- _YOUR INSTRUCTIONS_: Please repeat all of the listing exactly.

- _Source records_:
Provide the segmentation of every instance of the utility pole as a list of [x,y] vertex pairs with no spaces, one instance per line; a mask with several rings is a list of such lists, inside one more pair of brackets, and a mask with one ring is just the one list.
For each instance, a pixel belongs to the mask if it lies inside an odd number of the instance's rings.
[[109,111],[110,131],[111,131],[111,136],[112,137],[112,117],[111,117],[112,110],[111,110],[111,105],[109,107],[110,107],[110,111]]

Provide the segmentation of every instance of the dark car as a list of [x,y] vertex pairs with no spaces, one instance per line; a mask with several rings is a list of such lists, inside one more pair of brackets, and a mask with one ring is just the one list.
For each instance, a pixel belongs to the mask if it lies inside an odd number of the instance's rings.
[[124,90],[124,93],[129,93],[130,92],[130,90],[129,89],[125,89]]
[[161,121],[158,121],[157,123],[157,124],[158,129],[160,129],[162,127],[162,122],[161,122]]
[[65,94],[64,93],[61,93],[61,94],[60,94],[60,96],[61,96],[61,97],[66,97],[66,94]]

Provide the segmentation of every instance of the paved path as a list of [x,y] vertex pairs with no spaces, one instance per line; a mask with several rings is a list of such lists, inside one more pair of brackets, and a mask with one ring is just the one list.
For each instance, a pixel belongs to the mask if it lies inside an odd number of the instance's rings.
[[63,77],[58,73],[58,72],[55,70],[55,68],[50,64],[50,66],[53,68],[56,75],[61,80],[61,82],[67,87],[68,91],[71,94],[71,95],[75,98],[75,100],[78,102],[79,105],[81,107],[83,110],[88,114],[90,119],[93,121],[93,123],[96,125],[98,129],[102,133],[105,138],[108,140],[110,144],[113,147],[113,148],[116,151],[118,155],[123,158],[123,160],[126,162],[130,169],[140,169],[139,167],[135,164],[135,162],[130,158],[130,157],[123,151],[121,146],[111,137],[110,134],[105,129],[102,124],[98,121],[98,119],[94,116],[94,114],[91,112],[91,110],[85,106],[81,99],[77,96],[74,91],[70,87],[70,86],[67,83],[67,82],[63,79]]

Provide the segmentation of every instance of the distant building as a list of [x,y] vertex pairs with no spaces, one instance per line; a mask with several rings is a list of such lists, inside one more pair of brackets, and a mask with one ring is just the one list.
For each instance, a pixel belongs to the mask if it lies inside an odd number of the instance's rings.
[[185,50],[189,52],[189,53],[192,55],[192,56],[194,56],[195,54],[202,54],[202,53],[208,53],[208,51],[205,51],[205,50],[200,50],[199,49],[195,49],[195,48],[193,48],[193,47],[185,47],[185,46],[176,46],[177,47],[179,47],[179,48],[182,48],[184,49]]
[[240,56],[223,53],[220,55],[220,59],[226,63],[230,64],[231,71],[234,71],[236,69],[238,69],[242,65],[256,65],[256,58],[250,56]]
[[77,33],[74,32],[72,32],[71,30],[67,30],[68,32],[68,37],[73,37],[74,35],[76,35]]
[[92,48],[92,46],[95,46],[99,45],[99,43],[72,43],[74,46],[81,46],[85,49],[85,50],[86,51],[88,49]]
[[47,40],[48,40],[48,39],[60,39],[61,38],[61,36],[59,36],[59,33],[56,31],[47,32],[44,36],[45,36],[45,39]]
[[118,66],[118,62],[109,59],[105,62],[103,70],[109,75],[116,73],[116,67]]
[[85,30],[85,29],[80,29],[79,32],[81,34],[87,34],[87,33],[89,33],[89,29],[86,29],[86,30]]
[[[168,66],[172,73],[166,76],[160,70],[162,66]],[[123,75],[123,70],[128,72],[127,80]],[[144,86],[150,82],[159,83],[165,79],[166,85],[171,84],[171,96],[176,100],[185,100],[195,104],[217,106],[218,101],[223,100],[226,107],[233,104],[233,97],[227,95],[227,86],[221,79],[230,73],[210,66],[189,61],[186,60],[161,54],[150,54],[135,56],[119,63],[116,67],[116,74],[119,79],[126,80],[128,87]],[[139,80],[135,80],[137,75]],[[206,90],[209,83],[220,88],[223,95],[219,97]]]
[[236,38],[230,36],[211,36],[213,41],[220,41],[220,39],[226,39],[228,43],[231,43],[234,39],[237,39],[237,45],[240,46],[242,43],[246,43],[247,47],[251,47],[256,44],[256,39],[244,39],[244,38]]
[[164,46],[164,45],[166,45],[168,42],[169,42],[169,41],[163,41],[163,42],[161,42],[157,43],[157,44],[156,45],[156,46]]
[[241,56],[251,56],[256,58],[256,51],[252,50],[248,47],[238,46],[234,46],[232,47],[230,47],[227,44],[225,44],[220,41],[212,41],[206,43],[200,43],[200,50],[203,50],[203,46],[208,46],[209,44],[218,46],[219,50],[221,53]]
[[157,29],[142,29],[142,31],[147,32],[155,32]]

- _WRITTEN SOLUTION_:
Provide the segmentation of every instance of the utility pole as a list of [x,y] vertex pairs with no spaces, one instance per line; a mask with several rings is a list of such lists, inside one more pair of brackets, and a mask with one ring is just the one list.
For each instance, a pixel belongs to the mask if it lies inside an odd number of the instance's rings.
[[109,111],[110,131],[111,131],[111,136],[112,137],[112,117],[111,117],[112,110],[111,110],[111,105],[109,107],[110,107],[110,111]]

Provide the segmentation of every instance of the dark car as a list of [x,y] vertex pairs with no spaces, one instance per line; a mask with several rings is a list of such lists, inside one more pair of brackets, and a mask with one ring is just the one list.
For each instance, a pixel belongs to the mask if it lies inside an odd number of the instance's rings.
[[124,90],[124,93],[129,93],[130,92],[130,90],[129,89],[125,89]]
[[161,121],[158,121],[157,123],[157,124],[158,129],[160,129],[162,127],[162,122],[161,122]]
[[65,94],[64,93],[61,93],[61,94],[60,94],[60,96],[61,96],[61,97],[66,97],[66,94]]

Provide the segmentation of every instance of the paved path as a list of [x,y] vertex pairs with no spaces, one instance per line; a mask with several rings is a list of such lists, inside one more pair of brackets, and a mask with one ring is just the one list.
For each instance, a pixel belongs to the mask if it lies inside an odd number of the instance's rings.
[[63,77],[58,73],[58,72],[55,70],[55,68],[50,64],[50,66],[53,68],[56,75],[61,80],[61,82],[67,87],[68,91],[71,94],[71,95],[75,98],[75,100],[78,102],[79,105],[81,107],[83,110],[88,114],[90,119],[93,121],[93,123],[96,125],[98,129],[102,133],[105,138],[108,140],[110,144],[113,147],[113,148],[116,151],[118,155],[123,158],[123,160],[126,162],[130,169],[140,169],[139,167],[135,164],[135,162],[130,158],[130,157],[123,151],[121,146],[111,137],[110,134],[105,129],[102,124],[98,121],[98,119],[94,116],[94,114],[91,112],[91,110],[85,106],[81,99],[77,96],[74,91],[70,87],[70,86],[67,83],[67,82],[63,79]]

Provide the segmentation of every instance of the distant building as a list of [x,y] vertex pairs with no spaces, one instance per line; a mask with several rings is a list of such lists, inside one more pair of brackets, and a mask with one ring is just the one list.
For each instance, a pixel belongs to the mask if it lies inside an odd number of the instance's rings.
[[185,50],[189,52],[189,53],[192,55],[192,56],[194,56],[195,54],[202,54],[202,53],[208,53],[208,51],[205,51],[205,50],[200,50],[199,49],[195,49],[195,48],[193,48],[193,47],[185,47],[185,46],[176,46],[177,47],[179,47],[179,48],[182,48],[184,49]]
[[240,56],[223,53],[220,55],[220,59],[226,63],[230,64],[231,71],[234,71],[236,69],[238,69],[242,65],[256,65],[256,58],[250,56]]
[[77,33],[74,32],[72,32],[71,30],[67,30],[68,32],[68,37],[73,37],[74,35],[76,35]]
[[92,48],[92,46],[95,46],[99,45],[99,43],[72,43],[74,46],[81,46],[85,49],[85,50],[86,51],[88,49]]
[[47,40],[48,40],[48,39],[60,39],[61,38],[61,36],[59,36],[59,33],[56,31],[47,32],[44,36],[45,36],[45,39]]
[[118,66],[118,62],[109,59],[105,62],[103,70],[109,75],[116,73],[116,67]]
[[85,30],[85,29],[80,29],[79,32],[81,34],[87,34],[87,33],[89,33],[89,29],[86,29],[86,30]]
[[[168,66],[172,73],[166,76],[160,70],[162,66]],[[123,75],[123,70],[128,72],[127,80]],[[144,86],[150,82],[159,83],[165,79],[166,85],[171,84],[171,96],[176,100],[185,100],[195,104],[217,106],[218,101],[223,100],[226,107],[233,104],[233,97],[227,95],[227,86],[221,79],[230,73],[210,66],[189,61],[186,60],[161,54],[150,54],[135,56],[119,63],[116,67],[116,74],[119,79],[126,80],[128,87]],[[139,80],[135,80],[137,75]],[[206,90],[209,83],[220,88],[223,95],[219,97]]]
[[236,38],[230,36],[211,36],[213,41],[220,41],[220,39],[226,39],[228,43],[231,43],[234,39],[237,39],[237,45],[240,46],[242,43],[246,43],[247,47],[251,47],[256,44],[256,39],[244,39],[244,38]]
[[164,46],[164,45],[166,45],[168,42],[169,42],[169,41],[163,41],[163,42],[161,42],[157,43],[157,44],[156,45],[156,46]]
[[241,56],[251,56],[256,58],[256,51],[252,50],[248,47],[238,46],[234,46],[232,47],[230,47],[227,44],[225,44],[220,41],[212,41],[206,43],[200,43],[200,50],[203,50],[203,46],[208,46],[209,44],[218,46],[219,50],[221,53]]
[[157,29],[142,29],[142,31],[147,32],[155,32]]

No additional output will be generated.